# PAGE EXTRACT:
[Start of section]

News

Anthropic's Code Execution With MCP Cuts Agent Token Usage by 98.7%

Anthropic published a new engineering approach that turns MCP tool calls into code APIs, dropping token consumption from 150,000 to 2,000. Here's how it works, why it matters, and what it means for anyone building AI agents at scale.

Jan Schmitz | | 7 min read
Anthropic's Code Execution With MCP Cuts Agent Token Usage by 98.7%

TL;DR: Anthropic’s engineering team published a pattern called “code execution with MCP” that restructures how AI agents interact with tools. Instead of loading thousands of tool definitions into the context window and passing intermediate data through the model, agents write code that calls MCP servers as APIs inside a sandboxed environment. One implementation dropped token usage from 150,000 to 2,000, a 98.7% reduction. The approach also keeps sensitive data out of the model entirely.


Anthropic’s Code Execution With MCP Cuts Agent Token Usage by 98.7%

There’s a dirty secret in the AI agent world that nobody talks about at demo day: Most agents are horrifically wasteful. Connect one to a dozen enterprise tools, ask it to do something useful with your data, and watch it burn through tokens like a sports car burns through premium fuel. Every tool definition, every intermediate result, every chunk of data that passes between services gets shoved through the model’s context window, racking up latency and cost.

[End of section]

# WORK TO COMPLETE:
[a] Write out the part of the article on code execution with MCP word for word, starting with "Jan Schmitz |" and going on through "the model entirely.".
[b] For each statement about the article on code execution with MCP, answer yes or no and quote the article's words that settle it: (i) One implementation cut token usage from 150,000 to 2,000. (ii) The approach sends sensitive data through the model. (iii) Agents write code that calls MCP servers inside a sandboxed environment.
[c] Carry on the article on Anthropic's code execution with MCP, picking up after its last sentence.

# PROVIDED DATA:

[Start of section]

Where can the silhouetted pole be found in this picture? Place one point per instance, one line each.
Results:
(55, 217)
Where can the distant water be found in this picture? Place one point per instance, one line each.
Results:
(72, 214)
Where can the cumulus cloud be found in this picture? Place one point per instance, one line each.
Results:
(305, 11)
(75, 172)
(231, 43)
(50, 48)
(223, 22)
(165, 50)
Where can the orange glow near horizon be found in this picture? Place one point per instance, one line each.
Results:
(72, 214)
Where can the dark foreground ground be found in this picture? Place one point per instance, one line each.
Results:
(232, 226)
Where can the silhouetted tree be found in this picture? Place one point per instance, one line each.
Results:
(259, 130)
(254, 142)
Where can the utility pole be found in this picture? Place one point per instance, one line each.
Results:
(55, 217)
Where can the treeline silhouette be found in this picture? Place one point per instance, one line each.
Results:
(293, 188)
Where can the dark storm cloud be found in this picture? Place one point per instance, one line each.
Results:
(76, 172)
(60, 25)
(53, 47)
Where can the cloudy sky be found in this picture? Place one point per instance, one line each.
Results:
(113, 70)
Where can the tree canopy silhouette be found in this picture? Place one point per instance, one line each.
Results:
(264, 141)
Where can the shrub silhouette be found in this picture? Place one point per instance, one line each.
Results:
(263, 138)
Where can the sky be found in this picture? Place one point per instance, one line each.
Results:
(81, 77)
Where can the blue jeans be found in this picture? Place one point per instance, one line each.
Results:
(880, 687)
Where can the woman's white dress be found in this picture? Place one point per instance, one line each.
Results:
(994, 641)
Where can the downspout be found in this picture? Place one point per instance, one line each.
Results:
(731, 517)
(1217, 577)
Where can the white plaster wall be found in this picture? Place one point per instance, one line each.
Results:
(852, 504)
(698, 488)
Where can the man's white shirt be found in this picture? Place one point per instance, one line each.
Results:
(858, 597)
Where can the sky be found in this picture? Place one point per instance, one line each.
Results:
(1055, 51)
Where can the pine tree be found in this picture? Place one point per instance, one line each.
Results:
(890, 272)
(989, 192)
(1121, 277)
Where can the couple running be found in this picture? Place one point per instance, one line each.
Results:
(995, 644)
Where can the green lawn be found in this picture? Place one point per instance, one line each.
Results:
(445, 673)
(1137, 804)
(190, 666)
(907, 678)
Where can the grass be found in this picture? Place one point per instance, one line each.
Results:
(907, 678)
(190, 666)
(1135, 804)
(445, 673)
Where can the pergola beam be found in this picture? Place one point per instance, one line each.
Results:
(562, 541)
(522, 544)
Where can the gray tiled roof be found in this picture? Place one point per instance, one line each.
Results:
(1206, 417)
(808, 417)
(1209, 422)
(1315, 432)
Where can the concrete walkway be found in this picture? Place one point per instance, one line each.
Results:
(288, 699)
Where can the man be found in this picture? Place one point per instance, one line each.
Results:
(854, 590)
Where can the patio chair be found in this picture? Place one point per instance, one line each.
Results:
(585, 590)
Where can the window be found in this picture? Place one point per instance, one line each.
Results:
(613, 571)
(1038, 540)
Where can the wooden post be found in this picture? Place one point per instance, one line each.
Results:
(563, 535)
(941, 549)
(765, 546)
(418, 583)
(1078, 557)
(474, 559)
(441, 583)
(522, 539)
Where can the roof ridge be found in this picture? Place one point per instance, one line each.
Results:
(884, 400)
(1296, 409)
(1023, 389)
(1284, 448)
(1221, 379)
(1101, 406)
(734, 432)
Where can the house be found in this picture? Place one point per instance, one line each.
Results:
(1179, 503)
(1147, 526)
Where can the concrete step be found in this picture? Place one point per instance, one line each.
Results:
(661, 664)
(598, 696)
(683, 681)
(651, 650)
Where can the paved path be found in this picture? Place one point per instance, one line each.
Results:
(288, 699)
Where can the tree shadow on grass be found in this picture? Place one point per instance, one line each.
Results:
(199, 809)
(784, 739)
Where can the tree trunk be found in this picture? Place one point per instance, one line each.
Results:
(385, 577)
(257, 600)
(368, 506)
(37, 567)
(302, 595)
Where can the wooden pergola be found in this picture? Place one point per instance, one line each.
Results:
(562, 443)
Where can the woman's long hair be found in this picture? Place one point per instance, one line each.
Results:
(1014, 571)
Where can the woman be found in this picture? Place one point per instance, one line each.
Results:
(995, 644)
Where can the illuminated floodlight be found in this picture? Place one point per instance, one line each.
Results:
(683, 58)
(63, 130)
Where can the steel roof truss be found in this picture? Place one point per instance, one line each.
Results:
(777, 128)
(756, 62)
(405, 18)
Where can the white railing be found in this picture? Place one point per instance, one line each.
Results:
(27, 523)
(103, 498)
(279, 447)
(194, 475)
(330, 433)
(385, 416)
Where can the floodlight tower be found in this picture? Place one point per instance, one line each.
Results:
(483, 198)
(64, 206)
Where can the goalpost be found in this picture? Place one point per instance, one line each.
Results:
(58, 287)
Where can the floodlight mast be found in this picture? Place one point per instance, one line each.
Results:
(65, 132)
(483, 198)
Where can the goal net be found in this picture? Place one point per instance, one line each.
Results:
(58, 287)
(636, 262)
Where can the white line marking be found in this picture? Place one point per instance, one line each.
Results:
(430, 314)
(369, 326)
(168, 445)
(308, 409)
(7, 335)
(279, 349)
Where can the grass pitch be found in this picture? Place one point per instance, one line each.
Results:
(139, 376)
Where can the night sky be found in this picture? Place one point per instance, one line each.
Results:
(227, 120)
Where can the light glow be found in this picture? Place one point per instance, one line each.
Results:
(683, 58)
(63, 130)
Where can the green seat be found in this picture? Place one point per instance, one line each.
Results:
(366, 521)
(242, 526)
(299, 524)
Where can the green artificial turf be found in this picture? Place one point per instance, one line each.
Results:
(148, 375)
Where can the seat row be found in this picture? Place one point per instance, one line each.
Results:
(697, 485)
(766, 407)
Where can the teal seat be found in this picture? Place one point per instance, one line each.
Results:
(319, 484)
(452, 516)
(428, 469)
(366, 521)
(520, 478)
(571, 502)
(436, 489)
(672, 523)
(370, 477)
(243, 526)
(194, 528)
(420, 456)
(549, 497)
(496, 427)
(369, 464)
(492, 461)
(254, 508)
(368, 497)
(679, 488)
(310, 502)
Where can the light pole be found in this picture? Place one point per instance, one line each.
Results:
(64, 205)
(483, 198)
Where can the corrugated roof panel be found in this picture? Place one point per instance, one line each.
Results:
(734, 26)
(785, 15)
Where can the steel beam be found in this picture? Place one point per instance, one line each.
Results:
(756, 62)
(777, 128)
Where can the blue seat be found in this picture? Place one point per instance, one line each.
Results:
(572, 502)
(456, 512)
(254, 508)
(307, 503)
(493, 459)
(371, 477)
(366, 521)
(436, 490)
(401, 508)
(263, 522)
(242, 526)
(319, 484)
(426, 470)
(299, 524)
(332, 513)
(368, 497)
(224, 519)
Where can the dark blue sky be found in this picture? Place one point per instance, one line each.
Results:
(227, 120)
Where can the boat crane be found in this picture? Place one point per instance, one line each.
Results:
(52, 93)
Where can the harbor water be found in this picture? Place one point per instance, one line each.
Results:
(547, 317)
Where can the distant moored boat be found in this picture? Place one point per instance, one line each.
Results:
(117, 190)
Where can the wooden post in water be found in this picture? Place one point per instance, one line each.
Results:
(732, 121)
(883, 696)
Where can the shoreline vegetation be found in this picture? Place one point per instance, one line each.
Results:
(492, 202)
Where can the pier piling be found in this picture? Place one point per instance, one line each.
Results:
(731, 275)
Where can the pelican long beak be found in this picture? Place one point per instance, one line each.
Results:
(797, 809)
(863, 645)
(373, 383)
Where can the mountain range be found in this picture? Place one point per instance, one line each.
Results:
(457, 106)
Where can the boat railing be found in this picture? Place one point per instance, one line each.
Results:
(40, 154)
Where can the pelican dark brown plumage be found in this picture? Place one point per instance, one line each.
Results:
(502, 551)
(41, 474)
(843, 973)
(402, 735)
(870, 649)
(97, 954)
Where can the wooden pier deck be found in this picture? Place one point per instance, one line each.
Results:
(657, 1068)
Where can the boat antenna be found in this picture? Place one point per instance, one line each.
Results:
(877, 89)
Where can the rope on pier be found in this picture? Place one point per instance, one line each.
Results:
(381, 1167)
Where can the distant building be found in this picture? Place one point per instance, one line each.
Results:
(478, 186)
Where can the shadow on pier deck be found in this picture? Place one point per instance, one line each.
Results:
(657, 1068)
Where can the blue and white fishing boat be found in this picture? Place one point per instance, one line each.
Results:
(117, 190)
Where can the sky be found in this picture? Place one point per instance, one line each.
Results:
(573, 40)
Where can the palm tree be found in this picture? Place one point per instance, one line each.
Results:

[End of section]

# SOLVED TASKS:
[a]
Jan Schmitz | | 7 min read
Anthropic's Code Execution With MCP Cuts Agent Token Usage by 98.7%

TL;DR: Anthropic’s engineering team published a pattern called “code execution with MCP” that restructures how AI agents interact with tools. Instead of loading thousands of tool definitions into the context window and passing intermediate data through the model, agents write code that calls MCP servers as APIs inside a sandboxed environment. One implementation dropped token usage from 150,000 to 2,000, a 98.7% reduction. The approach also keeps sensitive data out of the model entirely.

[b]
(i) Yes: "One implementation dropped token usage from 150,000 to 2,000, a 98.7% reduction."
(ii) No: "The approach also keeps sensitive data out of the model entirely."
(iii) Yes: "agents write code that calls MCP servers as APIs inside a sandboxed environment"

[c]
Anthropic’s engineering team just published a fix. And the numbers are hard to ignore.

Their approach, detailed on the Anthropic engineering blog, takes the Model Context Protocol (the open standard they launched in November 2024 for connecting AI agents to external systems) and rethinks how agents use it. The core idea: Stop treating MCP tools as function calls. Start treating them as code APIs.

The problem nobody wanted to admit

Here’s the scenario that breaks most agent architectures today. Your AI agent connects to 15 MCP servers: Google Drive, Salesforce, Slack, a couple of databases, some internal tools. Standard direct-tool-calling approaches load every single tool definition into the model’s context at startup. Fifteen servers with 30 tools each? That’s 450 tool definitions sitting in your context window before the agent has processed a single user request.

The math gets worse from there. Say someone asks the agent to pull a two-hour meeting transcript from Google Drive, extract action items, and update the relevant Salesforce records. Under the traditional approach, that transcript (easily 50,000 tokens) flows through the model when fetched, then flows through again when passed to the Salesforce update. A single straightforward workflow can consume 150,000 tokens. Multiply that by hundreds of daily requests across an organisation, and the costs spiral.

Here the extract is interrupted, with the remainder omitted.